▶ Exercise instructions:
A: Say whether each statement agrees with the Passengers review, answering yes or no and quoting the deciding words: (i) Jim Preston is a mechanical engineer. (ii) The reason Jim wakes early stays hidden until the end of the film. (iii) Jim wakes up 90 years ahead of schedule.
B: Scale the bounding-box coordinates in the rows from the line containing "Cam-trap alert: motion was detected. Identify woman" through the line containing "55, 77, 180, 387" by 0.75, rounding to whole numbers with halves going up. Give only those lines again, requests included.

##### Source extract

By Nguyen Le · December 24, 2016

“Passengers” has fail-safe written all over it: two of cinema’s “it” people in the leads, with an Oscar-nominated director guiding them and a screenplay with enough legs to break free from development hell. But alas, rarely has a film with so much going for it been so disappointing.

Talk about a soul-crushing theater experience in which the only thing comparable is the plight of mechanical engineer Jim Preston (Chris Pratt) — a passenger on the luxurious starship Avalon who has woken up 90 years too early. Unfortunately, exactly why he has opened his eyes so much earlier than the 4,999 people destined to populate the Earth-like planet of Homestead II is revealed after the opening titles fade out, which immediately demystifies an issue that the majority of the promo material has centered around. It’s frighteningly relatable to see Pratt do his spin on “Cast Away” aboard the ship, visiting new areas until he is pummeled by the realization that he is not where he should be.

##########
##### Excerpted records

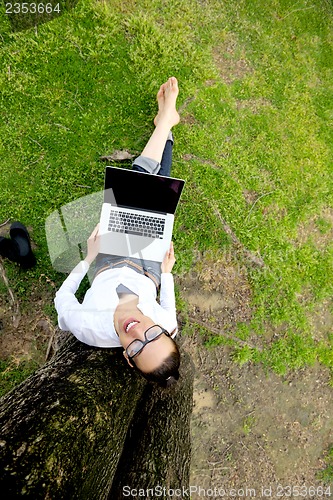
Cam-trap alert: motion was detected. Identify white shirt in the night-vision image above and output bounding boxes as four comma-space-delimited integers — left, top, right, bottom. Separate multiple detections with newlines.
54, 261, 177, 347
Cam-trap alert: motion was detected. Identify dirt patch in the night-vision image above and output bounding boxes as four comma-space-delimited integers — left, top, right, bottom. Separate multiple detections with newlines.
177, 253, 333, 499
0, 243, 333, 500
178, 249, 251, 334
183, 336, 333, 499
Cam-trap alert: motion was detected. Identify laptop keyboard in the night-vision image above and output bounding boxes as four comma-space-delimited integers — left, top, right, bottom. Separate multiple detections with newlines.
108, 210, 165, 239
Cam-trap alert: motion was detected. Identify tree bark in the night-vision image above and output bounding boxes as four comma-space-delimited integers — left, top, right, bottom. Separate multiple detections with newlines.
0, 337, 193, 500
109, 353, 194, 500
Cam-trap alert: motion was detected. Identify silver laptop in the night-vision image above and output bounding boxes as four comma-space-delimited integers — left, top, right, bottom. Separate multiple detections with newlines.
99, 167, 185, 262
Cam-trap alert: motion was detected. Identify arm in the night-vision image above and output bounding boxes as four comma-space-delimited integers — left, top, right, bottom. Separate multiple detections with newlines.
160, 242, 177, 332
54, 224, 99, 331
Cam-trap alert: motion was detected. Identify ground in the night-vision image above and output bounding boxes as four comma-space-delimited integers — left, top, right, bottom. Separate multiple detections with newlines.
179, 252, 333, 499
0, 241, 333, 499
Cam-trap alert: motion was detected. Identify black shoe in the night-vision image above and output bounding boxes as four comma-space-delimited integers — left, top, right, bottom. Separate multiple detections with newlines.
9, 222, 36, 269
0, 236, 19, 262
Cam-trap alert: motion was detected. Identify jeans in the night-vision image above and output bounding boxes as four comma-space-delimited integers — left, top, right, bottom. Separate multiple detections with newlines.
95, 136, 173, 290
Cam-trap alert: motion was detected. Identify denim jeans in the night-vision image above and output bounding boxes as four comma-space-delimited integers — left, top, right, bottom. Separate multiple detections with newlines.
95, 137, 173, 289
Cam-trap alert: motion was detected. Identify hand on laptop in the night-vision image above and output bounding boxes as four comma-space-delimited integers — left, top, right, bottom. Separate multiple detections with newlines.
84, 224, 100, 265
161, 242, 176, 273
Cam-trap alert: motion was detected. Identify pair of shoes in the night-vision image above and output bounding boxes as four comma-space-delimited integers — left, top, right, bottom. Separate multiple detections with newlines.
0, 222, 36, 269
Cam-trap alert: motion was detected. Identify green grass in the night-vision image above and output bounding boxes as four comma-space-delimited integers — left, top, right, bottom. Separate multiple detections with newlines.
0, 0, 333, 392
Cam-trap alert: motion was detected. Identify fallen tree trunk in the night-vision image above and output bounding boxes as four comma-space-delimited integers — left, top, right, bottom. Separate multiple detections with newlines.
0, 338, 192, 500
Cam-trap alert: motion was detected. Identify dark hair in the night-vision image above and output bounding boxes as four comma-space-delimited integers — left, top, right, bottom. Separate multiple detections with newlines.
131, 342, 180, 387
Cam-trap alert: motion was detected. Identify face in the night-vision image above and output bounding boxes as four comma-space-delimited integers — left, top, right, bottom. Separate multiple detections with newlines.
114, 298, 174, 372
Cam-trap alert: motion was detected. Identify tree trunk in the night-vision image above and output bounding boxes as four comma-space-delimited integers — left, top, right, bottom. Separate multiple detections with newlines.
0, 337, 192, 500
109, 353, 194, 500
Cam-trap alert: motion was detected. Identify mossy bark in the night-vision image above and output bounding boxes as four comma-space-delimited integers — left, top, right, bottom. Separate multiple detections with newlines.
0, 338, 192, 500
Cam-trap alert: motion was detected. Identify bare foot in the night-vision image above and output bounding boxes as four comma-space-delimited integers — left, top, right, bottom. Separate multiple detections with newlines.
154, 76, 179, 128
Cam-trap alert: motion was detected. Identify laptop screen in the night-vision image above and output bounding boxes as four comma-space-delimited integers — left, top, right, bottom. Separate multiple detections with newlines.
104, 167, 185, 214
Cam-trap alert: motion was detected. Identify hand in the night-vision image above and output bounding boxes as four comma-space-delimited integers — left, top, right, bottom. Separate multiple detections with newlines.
84, 224, 100, 265
161, 242, 176, 273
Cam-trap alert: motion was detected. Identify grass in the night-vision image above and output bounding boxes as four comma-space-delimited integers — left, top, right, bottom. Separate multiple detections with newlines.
0, 0, 333, 392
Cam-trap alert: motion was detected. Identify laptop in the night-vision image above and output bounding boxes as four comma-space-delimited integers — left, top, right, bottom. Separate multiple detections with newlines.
99, 167, 185, 262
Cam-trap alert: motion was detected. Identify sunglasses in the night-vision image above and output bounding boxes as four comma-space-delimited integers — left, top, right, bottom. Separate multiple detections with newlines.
126, 325, 171, 359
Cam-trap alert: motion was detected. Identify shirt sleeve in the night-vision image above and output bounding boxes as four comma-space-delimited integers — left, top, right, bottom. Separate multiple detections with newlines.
54, 260, 89, 331
160, 273, 178, 337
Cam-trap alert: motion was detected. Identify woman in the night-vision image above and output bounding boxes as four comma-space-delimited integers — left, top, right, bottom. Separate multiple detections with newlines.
55, 77, 180, 387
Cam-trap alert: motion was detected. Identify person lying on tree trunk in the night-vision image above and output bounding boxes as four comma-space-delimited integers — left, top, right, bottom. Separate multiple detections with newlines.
54, 77, 180, 387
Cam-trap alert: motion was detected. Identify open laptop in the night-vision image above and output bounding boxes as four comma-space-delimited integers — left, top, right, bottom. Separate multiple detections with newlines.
99, 167, 185, 262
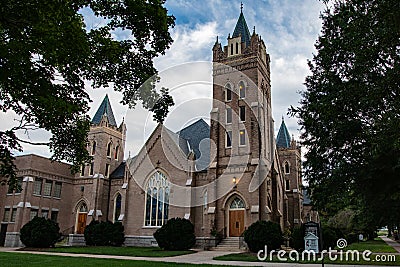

##########

▶ Solution list:
A:
(i) Yes: "mechanical engineer Jim Preston (Chris Pratt)"
(ii) No: "is revealed after the opening titles fade out"
(iii) Yes: "who has woken up 90 years too early"

B:
Cam-trap alert: motion was detected. Identify woman in the night-vision image above and output bounding boxes as four comma-space-delimited integers — left, top, right, bottom. Separate multiple detections with newlines.
41, 58, 135, 290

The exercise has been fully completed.